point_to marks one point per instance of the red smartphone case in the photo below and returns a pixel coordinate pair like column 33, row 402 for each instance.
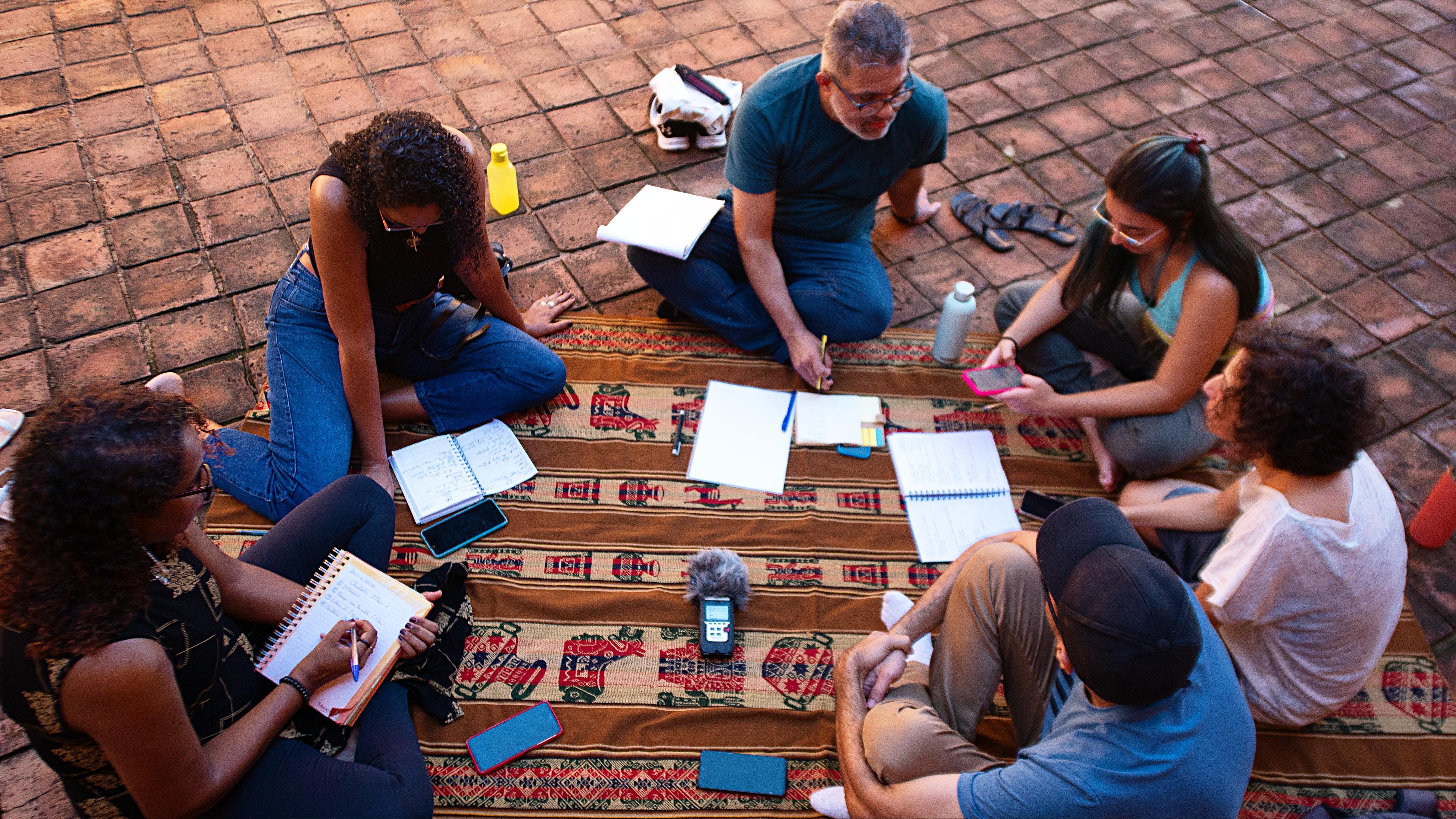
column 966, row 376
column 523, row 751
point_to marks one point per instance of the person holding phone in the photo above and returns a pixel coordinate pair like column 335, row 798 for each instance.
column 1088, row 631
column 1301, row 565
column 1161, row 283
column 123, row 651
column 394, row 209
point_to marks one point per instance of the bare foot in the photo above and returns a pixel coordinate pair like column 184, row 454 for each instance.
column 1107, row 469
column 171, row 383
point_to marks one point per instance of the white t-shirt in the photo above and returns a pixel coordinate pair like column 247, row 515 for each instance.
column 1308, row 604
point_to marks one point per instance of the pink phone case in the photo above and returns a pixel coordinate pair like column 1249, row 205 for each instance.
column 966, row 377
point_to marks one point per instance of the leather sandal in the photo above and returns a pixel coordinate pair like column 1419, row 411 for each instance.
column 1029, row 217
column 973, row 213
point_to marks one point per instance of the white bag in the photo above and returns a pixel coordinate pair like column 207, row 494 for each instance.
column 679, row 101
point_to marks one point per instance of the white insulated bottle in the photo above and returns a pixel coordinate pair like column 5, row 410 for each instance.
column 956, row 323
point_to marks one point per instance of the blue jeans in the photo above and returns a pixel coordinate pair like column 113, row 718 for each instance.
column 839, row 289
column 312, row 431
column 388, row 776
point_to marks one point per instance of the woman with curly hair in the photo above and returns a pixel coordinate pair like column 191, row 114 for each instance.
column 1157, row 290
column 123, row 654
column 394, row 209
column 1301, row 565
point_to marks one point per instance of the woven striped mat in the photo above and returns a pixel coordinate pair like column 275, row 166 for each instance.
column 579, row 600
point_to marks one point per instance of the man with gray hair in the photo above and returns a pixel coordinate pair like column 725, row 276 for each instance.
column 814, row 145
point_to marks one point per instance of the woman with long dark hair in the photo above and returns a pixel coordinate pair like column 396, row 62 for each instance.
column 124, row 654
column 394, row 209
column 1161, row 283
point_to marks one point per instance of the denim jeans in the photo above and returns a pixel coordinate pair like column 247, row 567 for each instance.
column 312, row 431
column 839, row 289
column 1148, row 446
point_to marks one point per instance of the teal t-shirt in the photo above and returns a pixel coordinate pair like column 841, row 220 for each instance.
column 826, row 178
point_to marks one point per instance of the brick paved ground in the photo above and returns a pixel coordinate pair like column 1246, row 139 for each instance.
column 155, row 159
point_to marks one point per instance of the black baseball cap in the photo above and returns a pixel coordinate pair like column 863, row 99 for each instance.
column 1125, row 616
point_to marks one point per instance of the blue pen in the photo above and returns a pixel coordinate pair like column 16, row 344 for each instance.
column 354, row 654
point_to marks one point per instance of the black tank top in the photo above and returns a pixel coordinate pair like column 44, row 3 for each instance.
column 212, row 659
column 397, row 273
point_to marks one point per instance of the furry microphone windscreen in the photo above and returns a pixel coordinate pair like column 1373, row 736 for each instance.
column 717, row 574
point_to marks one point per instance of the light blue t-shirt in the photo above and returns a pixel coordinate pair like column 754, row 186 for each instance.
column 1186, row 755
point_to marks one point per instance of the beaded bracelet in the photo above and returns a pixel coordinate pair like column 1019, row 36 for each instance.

____________

[What is expected] Can you express every line of the material above as a JSON list of strings, one string per line, with blank lines dropped and the picture left out?

[Reply to the task]
[
  "point_to marks one point per instance of the red smartphone case in the photo below and returns a pixel coordinate pair like column 33, row 402 for each instance.",
  "column 966, row 376",
  "column 523, row 751",
  "point_to marks one point per instance of the person holding phone in the photo above and returns a pixel coordinate pair like column 335, row 798 for each instance.",
  "column 1088, row 631",
  "column 1301, row 565",
  "column 1161, row 283",
  "column 123, row 651",
  "column 394, row 209",
  "point_to marks one point per instance of the bare foot in the photo above and returns a pixel coordinate pair like column 184, row 454 for each instance.",
  "column 1107, row 469",
  "column 171, row 383",
  "point_to marks one point per instance of the white t-shirt in the photo above and returns a pixel coordinate pair like column 247, row 515 for each instance.",
  "column 1308, row 604",
  "point_to marks one point per instance of the pink phone case in the photo above and returns a pixel coordinate pair like column 1249, row 205 for each instance.",
  "column 966, row 377",
  "point_to marks one point per instance of the leather sandal in the photo above and returns a pixel coordinate pair like column 1419, row 411 for each instance.",
  "column 1029, row 217",
  "column 973, row 213",
  "point_to marks one point per instance of the white bag in the photo above and returns a pixel coordinate pair like column 207, row 494 for each instance.",
  "column 679, row 101",
  "point_to marks one point per instance of the white insulated bottle in the photo above and returns a pixel coordinate pair like column 5, row 410 for each instance.",
  "column 956, row 323",
  "point_to marks one point per instance of the blue jeans in the photo above and returns a pixel coordinate pair like column 113, row 718 for each instance.",
  "column 839, row 289",
  "column 312, row 431",
  "column 388, row 776",
  "point_to marks one point per instance of the woman with curly hair in the photo above and returns a pixel coordinate pair like column 191, row 114 for each instance.",
  "column 1157, row 290",
  "column 123, row 654",
  "column 394, row 209",
  "column 1301, row 565",
  "point_to marks one point per instance of the woven striped mat in the photo above and returns a pixel coordinate pair like column 275, row 166 for each instance.",
  "column 579, row 600",
  "point_to marks one point per instance of the man with gray hair in the photo above and returns a pixel coordinate pair like column 725, row 276 for each instance.",
  "column 814, row 145",
  "point_to marks one point per instance of the woman with long dark hair in the photo above and returns a pixel coordinate pair like column 396, row 62 for each instance.",
  "column 124, row 654",
  "column 394, row 209",
  "column 1161, row 283",
  "point_to marks one point per instance of the denim jeans in the photo above and returns a pixel coordinate pair like column 247, row 567 for each instance.",
  "column 312, row 431",
  "column 839, row 289",
  "column 1148, row 446",
  "point_to marks one point per instance of the teal t-shirt in the photo above and returns a pixel coordinate pair like column 841, row 220 for each instance.",
  "column 826, row 178",
  "point_to marks one point per instance of the brick paved ground in the photo above and returns a pixel coordinate pair like column 1246, row 139 for each instance.",
  "column 155, row 159",
  "point_to marks one point per instance of the black baseball cap in the photo above and returns a pixel coordinate pair like column 863, row 99 for each instance.",
  "column 1125, row 616",
  "point_to marks one point per instance of the blue pen in the photo above and returns a pixel coordinate pair like column 16, row 344 for each instance.",
  "column 354, row 654",
  "point_to marks one point per instance of the black tank top in the photo above and returns a pixel coordinate pair like column 44, row 3 for each instance.",
  "column 212, row 659",
  "column 397, row 273",
  "point_to marks one point per instance of the furry microphone windscreen in the photo above and returns a pixel coordinate pair like column 1373, row 736 for each instance.",
  "column 717, row 574",
  "point_to marks one point per instance of the light blue t-shirt in the photo above and returns a pixel coordinate pair like column 754, row 186 for each instance.",
  "column 1186, row 755",
  "point_to marks one point per instance of the beaded bracelet in the photo above and returns a pixel coordinate pair like column 1019, row 36 for each instance."
]